** START Supplied material **
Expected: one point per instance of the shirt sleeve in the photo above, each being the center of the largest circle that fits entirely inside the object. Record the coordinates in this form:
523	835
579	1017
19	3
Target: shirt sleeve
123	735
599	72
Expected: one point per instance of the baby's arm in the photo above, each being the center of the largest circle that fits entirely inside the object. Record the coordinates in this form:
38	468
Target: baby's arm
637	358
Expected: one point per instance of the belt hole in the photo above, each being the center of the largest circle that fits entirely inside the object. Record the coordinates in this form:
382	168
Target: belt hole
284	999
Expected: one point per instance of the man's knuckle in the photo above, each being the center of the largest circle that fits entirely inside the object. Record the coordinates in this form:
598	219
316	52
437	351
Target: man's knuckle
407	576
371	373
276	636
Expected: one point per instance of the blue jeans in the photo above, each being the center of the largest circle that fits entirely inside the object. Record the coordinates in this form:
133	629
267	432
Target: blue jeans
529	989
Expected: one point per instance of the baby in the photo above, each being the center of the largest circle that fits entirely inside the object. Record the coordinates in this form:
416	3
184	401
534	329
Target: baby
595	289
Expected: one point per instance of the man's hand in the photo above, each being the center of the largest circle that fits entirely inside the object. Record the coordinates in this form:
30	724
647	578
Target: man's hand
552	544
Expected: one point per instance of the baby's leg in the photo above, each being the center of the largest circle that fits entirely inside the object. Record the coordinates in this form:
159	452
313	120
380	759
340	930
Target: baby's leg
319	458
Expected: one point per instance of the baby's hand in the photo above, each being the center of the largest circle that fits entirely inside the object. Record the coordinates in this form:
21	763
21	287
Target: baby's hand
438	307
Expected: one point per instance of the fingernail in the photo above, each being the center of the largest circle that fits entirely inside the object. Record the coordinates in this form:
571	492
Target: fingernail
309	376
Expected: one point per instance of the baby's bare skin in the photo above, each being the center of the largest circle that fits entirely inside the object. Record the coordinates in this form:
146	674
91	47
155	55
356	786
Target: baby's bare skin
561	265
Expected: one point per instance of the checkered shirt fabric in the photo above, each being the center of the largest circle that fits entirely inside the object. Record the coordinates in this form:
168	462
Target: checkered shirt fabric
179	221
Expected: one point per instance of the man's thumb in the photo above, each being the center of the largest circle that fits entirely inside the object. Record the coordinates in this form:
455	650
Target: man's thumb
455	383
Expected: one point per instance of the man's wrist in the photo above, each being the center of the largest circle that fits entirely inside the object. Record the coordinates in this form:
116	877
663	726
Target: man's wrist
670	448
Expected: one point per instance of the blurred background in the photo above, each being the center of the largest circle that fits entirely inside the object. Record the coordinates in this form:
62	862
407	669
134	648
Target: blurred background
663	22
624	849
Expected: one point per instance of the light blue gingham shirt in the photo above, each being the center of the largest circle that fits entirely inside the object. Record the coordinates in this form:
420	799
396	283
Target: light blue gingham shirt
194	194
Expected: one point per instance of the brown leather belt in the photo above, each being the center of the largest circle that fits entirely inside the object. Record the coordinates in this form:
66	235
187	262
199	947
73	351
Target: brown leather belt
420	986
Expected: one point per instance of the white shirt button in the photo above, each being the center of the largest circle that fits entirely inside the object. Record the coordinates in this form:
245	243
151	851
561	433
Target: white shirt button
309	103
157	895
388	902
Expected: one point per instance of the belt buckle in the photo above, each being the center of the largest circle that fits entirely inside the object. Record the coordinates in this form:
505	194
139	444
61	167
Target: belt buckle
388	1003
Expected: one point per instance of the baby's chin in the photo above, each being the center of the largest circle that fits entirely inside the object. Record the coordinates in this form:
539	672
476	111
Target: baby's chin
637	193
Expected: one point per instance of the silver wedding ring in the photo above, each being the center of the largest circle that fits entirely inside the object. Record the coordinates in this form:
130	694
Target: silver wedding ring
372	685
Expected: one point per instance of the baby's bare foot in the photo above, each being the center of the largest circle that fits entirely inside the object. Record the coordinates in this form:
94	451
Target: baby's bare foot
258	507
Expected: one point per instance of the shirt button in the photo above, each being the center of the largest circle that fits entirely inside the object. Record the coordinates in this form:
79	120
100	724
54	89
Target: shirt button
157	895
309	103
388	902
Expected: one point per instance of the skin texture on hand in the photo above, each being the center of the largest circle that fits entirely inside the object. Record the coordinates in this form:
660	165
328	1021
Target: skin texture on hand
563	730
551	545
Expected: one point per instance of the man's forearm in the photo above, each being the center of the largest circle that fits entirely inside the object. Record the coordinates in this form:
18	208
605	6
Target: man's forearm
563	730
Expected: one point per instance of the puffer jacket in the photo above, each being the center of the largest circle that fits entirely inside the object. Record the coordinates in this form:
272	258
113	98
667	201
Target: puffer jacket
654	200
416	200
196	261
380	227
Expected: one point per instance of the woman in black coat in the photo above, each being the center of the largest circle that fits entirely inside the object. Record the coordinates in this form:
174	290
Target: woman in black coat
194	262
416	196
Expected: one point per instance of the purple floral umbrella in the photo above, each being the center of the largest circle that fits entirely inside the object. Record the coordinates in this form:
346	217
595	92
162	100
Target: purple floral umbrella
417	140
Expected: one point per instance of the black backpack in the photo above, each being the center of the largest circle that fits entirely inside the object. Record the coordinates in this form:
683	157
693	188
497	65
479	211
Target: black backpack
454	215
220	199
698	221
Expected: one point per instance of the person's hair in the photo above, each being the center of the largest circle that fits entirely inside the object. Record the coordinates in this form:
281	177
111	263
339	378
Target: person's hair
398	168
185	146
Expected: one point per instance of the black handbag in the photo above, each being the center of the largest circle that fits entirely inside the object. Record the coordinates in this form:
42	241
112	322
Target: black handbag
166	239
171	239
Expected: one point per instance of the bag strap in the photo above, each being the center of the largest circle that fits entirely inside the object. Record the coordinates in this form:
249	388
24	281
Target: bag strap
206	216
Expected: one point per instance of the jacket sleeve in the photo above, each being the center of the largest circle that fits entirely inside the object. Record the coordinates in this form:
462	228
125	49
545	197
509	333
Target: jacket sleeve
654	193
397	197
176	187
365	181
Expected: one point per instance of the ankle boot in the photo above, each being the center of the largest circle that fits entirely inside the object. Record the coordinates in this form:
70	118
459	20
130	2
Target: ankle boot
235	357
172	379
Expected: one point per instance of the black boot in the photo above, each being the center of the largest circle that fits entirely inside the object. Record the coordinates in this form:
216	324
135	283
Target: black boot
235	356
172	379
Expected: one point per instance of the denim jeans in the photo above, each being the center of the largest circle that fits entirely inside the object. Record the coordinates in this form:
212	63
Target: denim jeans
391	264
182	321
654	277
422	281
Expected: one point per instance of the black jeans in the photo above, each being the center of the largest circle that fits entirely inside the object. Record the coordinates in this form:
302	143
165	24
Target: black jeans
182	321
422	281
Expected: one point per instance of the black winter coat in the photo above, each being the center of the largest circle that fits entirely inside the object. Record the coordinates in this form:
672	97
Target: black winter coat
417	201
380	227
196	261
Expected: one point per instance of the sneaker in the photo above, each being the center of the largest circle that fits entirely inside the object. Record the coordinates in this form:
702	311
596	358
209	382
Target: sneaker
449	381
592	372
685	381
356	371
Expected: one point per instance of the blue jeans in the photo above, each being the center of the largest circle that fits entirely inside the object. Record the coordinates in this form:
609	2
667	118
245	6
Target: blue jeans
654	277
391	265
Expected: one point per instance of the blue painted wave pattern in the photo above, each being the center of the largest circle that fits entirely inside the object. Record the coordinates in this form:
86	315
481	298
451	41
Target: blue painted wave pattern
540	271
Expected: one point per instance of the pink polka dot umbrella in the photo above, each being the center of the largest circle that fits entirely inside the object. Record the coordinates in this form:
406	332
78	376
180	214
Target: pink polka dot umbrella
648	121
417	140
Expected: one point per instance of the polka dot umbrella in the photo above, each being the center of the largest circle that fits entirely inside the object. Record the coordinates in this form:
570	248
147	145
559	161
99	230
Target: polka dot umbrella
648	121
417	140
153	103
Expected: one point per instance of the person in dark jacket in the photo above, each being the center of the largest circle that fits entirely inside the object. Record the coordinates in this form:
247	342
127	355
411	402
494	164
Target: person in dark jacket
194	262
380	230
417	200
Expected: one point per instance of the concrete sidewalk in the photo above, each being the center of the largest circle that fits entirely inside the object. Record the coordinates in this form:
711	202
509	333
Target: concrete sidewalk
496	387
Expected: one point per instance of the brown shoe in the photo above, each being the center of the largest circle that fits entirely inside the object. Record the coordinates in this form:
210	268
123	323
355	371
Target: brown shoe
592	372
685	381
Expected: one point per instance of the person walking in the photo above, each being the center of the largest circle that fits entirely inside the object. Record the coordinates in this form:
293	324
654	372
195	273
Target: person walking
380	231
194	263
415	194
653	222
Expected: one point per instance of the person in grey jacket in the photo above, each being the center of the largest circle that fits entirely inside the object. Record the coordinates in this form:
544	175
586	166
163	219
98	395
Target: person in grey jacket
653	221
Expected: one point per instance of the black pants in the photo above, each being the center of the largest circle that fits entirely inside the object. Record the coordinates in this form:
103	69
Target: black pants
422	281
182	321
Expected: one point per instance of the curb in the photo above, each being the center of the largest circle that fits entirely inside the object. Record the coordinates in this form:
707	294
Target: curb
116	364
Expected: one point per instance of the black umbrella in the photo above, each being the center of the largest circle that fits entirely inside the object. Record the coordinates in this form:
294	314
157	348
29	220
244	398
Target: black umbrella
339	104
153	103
** END Supplied material **
• Problem statement: Extract the lines above from the one containing "Expected: one point per instance of the curb" to the last line, both included, exactly as written.

• Result of the exercise:
Expected: one point per instance of the curb in the photo above, each being the center of the largest circle that fits entirely inside the object. Record the coordinates in this form:
707	294
Target: curb
116	364
Expected: one point per instance of the black umbrella in the photo above, each being the center of the largest circle that fits entirely inside the object. Record the coordinates in this form:
294	314
157	348
29	220
244	398
Target: black umbrella
339	104
153	103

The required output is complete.